(Records of labeled points)

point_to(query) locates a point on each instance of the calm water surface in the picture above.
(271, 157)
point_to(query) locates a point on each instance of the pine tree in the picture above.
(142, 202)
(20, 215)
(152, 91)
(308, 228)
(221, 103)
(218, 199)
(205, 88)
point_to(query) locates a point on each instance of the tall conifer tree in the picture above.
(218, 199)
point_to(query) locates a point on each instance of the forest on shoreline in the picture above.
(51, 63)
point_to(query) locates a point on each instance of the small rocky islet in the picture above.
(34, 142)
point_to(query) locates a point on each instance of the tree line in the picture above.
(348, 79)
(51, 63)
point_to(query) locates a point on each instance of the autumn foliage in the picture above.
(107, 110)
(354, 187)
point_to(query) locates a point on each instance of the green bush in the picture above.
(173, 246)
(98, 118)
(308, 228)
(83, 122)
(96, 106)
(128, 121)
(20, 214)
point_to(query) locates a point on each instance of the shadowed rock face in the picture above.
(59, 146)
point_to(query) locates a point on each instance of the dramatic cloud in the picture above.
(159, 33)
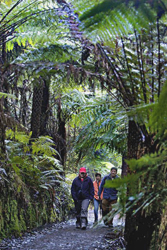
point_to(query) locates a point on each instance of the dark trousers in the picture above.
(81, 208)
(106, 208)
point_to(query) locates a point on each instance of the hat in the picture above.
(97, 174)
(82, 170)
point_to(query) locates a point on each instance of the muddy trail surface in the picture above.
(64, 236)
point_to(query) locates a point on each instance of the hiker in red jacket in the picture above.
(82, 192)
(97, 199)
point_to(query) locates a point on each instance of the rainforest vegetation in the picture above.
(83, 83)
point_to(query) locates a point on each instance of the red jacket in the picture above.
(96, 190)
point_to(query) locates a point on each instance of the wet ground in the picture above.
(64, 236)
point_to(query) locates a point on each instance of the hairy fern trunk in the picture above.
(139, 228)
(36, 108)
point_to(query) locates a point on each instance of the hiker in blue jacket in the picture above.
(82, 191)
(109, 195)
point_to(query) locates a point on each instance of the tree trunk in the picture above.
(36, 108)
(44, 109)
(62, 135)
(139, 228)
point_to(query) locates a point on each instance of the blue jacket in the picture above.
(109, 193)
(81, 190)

### WHAT YOU HAVE TO DO
Please copy the material above line for line, leaving out the pictures.

### RESPONSE
point_to(query) locates a point on each instance of the calm water surface in the picture above.
(271, 157)
point_to(query) locates a point on each instance of the pine tree in the picture above.
(142, 202)
(20, 215)
(152, 91)
(308, 228)
(221, 103)
(218, 199)
(205, 88)
point_to(query) locates a point on each instance of the tall conifer tree in the picture above.
(218, 199)
point_to(query) locates a point on each instance of the forest on shoreline in the picture above.
(51, 63)
point_to(query) locates a point on each instance of the small rocky islet in the picture above.
(34, 142)
point_to(query) locates a point on each instance of the tree line in the picture above.
(348, 79)
(51, 63)
point_to(query) locates a point on each instance of the autumn foliage in the picture above.
(107, 110)
(354, 187)
point_to(query) locates a point on each instance of the green bush in the picture above.
(173, 246)
(98, 118)
(308, 228)
(83, 122)
(96, 106)
(128, 121)
(20, 214)
point_to(query) locates a point on each instance of the shadowed rock face in the picture above.
(59, 146)
point_to(query) locates a point on each instance of the dramatic cloud in the picture above.
(159, 33)
point_to(query) locates a point on each instance of the dark trousers in the picture above.
(81, 208)
(106, 208)
point_to(query) locates a point on each instance of the hat in the picture above.
(97, 174)
(82, 170)
point_to(query) locates a point on each instance of the muddy trail surface in the picture above.
(64, 236)
point_to(query) locates a point on each instance of the hiker in red jacket in the picture above.
(82, 192)
(97, 199)
point_to(query) locates a point on each instance of the rainforest vegetation in the picture above.
(83, 83)
point_to(query) locates a point on each instance of the red jacket in the picture above.
(96, 190)
point_to(query) locates a point on each instance of the wet ground in the picture above.
(64, 236)
point_to(query) locates a point on each instance of the hairy fern trunk in the picture above.
(139, 228)
(36, 108)
point_to(query) locates a point on each instance of the hiker in blue jacket in the picture above.
(82, 191)
(109, 195)
point_to(query) locates a point on each instance of the tree trunk in the picture above.
(36, 108)
(44, 109)
(62, 135)
(139, 228)
point_to(query) locates a point on each instance of the blue jacket in the picture above.
(109, 193)
(81, 190)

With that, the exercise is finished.